Saved data entries
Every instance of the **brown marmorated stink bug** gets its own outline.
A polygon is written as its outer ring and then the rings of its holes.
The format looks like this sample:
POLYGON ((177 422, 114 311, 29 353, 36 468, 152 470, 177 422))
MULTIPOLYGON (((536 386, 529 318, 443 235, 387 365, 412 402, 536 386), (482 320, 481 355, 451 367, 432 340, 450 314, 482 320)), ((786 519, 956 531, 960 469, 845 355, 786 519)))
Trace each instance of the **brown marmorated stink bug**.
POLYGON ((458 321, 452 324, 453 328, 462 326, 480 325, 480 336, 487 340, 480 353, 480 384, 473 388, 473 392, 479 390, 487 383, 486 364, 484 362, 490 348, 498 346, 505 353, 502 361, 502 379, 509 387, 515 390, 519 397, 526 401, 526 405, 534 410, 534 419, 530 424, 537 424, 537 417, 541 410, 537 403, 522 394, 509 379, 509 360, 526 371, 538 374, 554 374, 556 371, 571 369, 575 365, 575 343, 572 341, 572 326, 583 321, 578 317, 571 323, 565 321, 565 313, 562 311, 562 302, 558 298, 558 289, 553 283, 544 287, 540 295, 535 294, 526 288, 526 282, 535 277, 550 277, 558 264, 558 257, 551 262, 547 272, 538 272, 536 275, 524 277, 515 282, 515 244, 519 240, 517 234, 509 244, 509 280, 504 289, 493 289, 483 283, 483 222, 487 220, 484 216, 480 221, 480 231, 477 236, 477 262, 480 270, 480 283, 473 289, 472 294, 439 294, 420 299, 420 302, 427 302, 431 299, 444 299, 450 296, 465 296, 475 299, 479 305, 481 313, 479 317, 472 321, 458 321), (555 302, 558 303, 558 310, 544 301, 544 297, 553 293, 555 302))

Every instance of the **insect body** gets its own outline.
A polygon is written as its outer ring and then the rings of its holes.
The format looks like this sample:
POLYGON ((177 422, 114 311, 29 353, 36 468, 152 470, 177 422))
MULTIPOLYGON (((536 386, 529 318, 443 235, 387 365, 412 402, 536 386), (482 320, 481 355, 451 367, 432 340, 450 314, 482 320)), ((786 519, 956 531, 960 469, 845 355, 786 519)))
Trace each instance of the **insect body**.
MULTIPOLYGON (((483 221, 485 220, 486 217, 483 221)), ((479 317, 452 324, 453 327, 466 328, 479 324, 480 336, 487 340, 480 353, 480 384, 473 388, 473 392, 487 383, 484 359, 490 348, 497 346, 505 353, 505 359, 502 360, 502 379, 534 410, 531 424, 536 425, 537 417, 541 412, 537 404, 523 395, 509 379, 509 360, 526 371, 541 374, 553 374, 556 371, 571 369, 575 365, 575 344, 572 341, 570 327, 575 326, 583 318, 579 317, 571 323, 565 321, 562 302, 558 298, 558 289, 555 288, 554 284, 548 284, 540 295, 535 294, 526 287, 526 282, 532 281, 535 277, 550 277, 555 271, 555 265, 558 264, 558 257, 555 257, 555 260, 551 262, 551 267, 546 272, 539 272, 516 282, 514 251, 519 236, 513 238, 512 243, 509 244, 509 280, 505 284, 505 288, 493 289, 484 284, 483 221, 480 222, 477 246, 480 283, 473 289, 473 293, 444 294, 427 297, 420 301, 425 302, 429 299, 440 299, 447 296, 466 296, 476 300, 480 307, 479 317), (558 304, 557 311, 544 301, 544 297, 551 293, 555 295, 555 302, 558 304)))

Goal -> Retype the records above line for line, with no changes to any of them.

Solution ->
Every instance of the **brown marmorated stink bug** gets its own outline.
A polygon is written as its outer ring and then the rings of its holes.
The format looks like this sample:
POLYGON ((177 422, 114 311, 29 353, 36 468, 152 470, 177 422))
MULTIPOLYGON (((536 386, 529 318, 443 235, 387 365, 412 402, 536 386), (482 320, 481 355, 451 367, 432 340, 450 314, 482 320)), ((786 519, 956 531, 960 469, 845 355, 786 519)))
Trace each instance of the **brown marmorated stink bug**.
POLYGON ((458 321, 452 324, 453 328, 462 326, 480 325, 480 336, 487 340, 480 353, 480 384, 473 388, 473 392, 479 390, 487 383, 486 364, 484 362, 490 348, 498 346, 505 353, 502 361, 502 379, 509 387, 515 390, 519 397, 526 401, 526 405, 534 410, 534 419, 530 424, 537 424, 537 417, 541 410, 537 403, 522 394, 509 379, 509 360, 526 371, 538 374, 554 374, 556 371, 571 369, 575 365, 575 343, 572 341, 572 326, 583 321, 578 317, 571 323, 565 321, 565 313, 562 311, 562 302, 558 298, 558 289, 553 283, 544 287, 540 295, 535 294, 526 288, 526 282, 535 277, 550 277, 558 264, 558 257, 551 262, 547 272, 538 272, 536 275, 524 277, 515 282, 515 244, 519 240, 517 234, 509 244, 509 280, 504 289, 493 289, 483 283, 483 222, 487 220, 484 216, 480 221, 480 231, 477 236, 477 262, 480 270, 480 283, 473 289, 472 294, 439 294, 420 299, 420 302, 427 302, 431 299, 444 299, 450 296, 465 296, 475 299, 479 305, 481 313, 479 317, 472 321, 458 321), (555 302, 558 303, 558 310, 544 301, 544 297, 553 293, 555 302))

Every instance of the **insect body** gets its own outline.
A polygon is written as its outer ring and then the rings of its holes.
The format looks like this sample:
POLYGON ((177 422, 114 311, 29 353, 36 468, 152 470, 177 422))
MULTIPOLYGON (((536 386, 529 318, 443 235, 387 365, 412 402, 536 386), (482 320, 481 355, 451 367, 432 340, 450 314, 482 320)), ((786 519, 956 531, 960 469, 845 355, 786 519)))
Trace each instance of the **insect body**.
MULTIPOLYGON (((483 221, 485 220, 486 217, 483 221)), ((479 317, 452 324, 453 327, 466 328, 479 324, 480 336, 487 340, 480 353, 480 384, 473 388, 473 392, 487 383, 484 359, 490 348, 497 346, 505 353, 505 359, 502 360, 502 379, 534 410, 531 424, 536 425, 537 417, 541 412, 537 404, 523 395, 509 379, 509 360, 526 371, 541 374, 553 374, 556 371, 571 369, 575 365, 575 344, 572 341, 570 327, 575 326, 583 318, 579 317, 571 323, 565 321, 562 302, 558 298, 558 289, 555 288, 554 284, 548 284, 540 295, 535 294, 526 287, 526 282, 532 281, 535 277, 550 277, 555 271, 555 265, 558 264, 558 257, 555 257, 555 260, 551 262, 551 267, 546 272, 539 272, 516 282, 514 251, 519 236, 513 238, 512 243, 509 244, 509 280, 505 284, 505 288, 493 289, 484 284, 483 221, 480 222, 477 246, 480 283, 473 289, 473 293, 444 294, 427 297, 420 301, 425 302, 429 299, 440 299, 447 296, 466 296, 476 300, 480 307, 479 317), (558 304, 557 311, 544 301, 544 297, 551 293, 555 295, 555 302, 558 304)))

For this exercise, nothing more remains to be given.